QUESTIONS ON THE MATERIAL:
1/ From the vegetable stock post, extract the passage that begins at the words "While I cannot" and stops after "Leeks (white part)", copying it word for word.
2/ In the vegetable stock post, what can replace the zucchini that the original recipe calls for?

DOCUMENT SECTION:

= = = = = = =

Ever since reading all about the goodness of bone broth, I’ve been adding a lot more homemade broth into my diet and reducing use of store-bought stock in cubes. I make a huge batch during the weekend, freeze them and use them in my soups, congee, rice, noodles and other dishes.
I must admit that it is quite impossible to mimic the strong flavour of processed stock our taste buds are accustomed to. I’ve tried to use purely chicken stock for imitation sharkfin soup; while concentrated chicken stock can taste similar, it is not the same to discerning tongue.
To bring out the flavour of food, I make concentrated broth and uses herbs liberally. I’ve also learned to appreciate and savour the natural taste of food not masked by man-made, chemical flavouring.
While I cannot be sure whether it makes a huge difference to my body, I’m feeling extremely good to know that I’m giving my body nutrient-dense, fresh food. If you’re vegetarian, make vegetable stock instead. Here’s a recipe from a Traditional Chinese Medicine (TCM) textbook which I’ve modified:
Pot/ slow-cooker/ thermal cooker
HOMEMADE VEGETABLE STOCK
- 2 Carrots, large
- 3 stalks Celery
- 1 Cucumber
- 1 Onion
- 2 Leeks (white part)
- 2 cloves Garlic
- 1.5 inch Fresh ginger
- 2.5 L Water
- Step 1 Cube and simmer all ingredients for 1 – 2 hours over low heat
- Step 2 Strain the broth and discard the solid portion
Simmer 2 carrots + 3 celery + 1 cucumber + 1 onion + 2 leeks (white) + 2 cloves garlic + 1.5 inch ginger + 2.5 L water for 1 – 2 hours over low heat. Strain.
- I do not add salt to stock as it’s used as based in cooking.
- The book suggests that you can add 1 tbsp of sesame oil, 1 tbsp of soy sauce, 2 beets, 1 eggplant, 1 turnip, 1 cup of parsley or 1/2 cabbage
- The original recipe calls for zucchini. It can be replaced with deseeded cucumber.
- Use this as a base for your vegetable soup, noodles, congee or as light flavouring for other dishes.
- Make them ahead and store in separate containers.
Make some vegetable stock this weekend!

= = = = = = =

GIVEN RECORDS:
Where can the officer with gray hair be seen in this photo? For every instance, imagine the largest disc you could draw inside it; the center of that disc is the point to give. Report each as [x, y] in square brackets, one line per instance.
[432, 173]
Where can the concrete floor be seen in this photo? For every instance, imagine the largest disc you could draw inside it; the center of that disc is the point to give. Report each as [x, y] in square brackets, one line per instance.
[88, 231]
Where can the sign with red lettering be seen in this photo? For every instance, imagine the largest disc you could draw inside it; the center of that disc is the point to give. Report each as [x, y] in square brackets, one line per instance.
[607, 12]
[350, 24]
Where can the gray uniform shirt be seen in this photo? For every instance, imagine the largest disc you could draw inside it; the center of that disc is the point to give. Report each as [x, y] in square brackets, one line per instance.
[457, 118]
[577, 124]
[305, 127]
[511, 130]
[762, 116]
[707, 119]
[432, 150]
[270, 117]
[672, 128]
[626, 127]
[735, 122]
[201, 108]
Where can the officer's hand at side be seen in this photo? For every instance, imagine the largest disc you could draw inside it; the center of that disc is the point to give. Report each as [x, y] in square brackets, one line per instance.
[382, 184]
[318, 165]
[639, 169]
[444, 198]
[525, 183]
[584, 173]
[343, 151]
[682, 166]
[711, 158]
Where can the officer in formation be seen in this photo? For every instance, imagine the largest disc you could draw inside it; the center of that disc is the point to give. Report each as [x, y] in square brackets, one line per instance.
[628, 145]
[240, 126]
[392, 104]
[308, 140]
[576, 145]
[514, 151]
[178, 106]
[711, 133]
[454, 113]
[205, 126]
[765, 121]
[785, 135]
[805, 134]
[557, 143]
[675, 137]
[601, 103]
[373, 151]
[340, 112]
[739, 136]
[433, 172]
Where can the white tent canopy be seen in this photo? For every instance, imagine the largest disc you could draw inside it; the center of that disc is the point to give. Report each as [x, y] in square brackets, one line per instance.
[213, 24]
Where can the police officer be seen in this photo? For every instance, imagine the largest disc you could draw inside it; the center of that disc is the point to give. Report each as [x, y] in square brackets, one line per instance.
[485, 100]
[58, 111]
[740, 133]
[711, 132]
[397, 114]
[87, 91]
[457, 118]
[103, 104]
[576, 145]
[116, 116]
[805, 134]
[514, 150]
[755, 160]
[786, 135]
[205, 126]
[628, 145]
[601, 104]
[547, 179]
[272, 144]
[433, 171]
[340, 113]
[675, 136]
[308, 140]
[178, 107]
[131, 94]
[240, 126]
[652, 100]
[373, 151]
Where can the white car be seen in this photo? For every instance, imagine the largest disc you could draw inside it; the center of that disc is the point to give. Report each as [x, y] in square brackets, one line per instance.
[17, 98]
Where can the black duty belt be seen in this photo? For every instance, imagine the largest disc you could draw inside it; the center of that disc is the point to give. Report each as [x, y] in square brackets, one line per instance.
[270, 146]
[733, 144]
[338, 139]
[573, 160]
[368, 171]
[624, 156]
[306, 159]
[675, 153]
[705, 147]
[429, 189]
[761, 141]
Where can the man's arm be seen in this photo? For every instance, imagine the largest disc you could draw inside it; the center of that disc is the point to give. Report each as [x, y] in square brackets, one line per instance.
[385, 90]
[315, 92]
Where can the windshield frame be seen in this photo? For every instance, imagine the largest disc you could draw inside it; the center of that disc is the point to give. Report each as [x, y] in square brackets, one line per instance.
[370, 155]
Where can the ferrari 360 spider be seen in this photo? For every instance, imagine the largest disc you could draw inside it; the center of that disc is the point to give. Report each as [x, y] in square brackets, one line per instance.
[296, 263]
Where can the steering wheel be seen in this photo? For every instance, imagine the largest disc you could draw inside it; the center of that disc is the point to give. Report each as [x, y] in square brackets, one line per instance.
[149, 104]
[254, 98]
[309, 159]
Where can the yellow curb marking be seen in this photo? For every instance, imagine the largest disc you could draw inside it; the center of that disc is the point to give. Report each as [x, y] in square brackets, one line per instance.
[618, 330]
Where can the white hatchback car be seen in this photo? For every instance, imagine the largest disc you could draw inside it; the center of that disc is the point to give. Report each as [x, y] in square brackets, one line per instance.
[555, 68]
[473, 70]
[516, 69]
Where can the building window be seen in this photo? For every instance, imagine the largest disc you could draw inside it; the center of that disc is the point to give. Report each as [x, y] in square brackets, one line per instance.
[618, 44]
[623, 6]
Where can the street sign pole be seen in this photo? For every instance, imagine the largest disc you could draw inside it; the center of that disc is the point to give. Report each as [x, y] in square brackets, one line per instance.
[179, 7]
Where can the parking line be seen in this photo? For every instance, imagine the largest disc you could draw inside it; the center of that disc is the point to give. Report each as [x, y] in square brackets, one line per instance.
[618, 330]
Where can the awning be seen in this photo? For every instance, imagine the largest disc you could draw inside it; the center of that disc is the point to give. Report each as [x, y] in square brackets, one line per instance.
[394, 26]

= = = = = = =

ANSWERS:
1/
While I cannot be sure whether it makes a huge difference to my body, I’m feeling extremely good to know that I’m giving my body nutrient-dense, fresh food. If you’re vegetarian, make vegetable stock instead. Here’s a recipe from a Traditional Chinese Medicine (TCM) textbook which I’ve modified:
Pot/ slow-cooker/ thermal cooker
HOMEMADE VEGETABLE STOCK
- 2 Carrots, large
- 3 stalks Celery
- 1 Cucumber
- 1 Onion
- 2 Leeks (white part)

2/ Deseeded cucumber.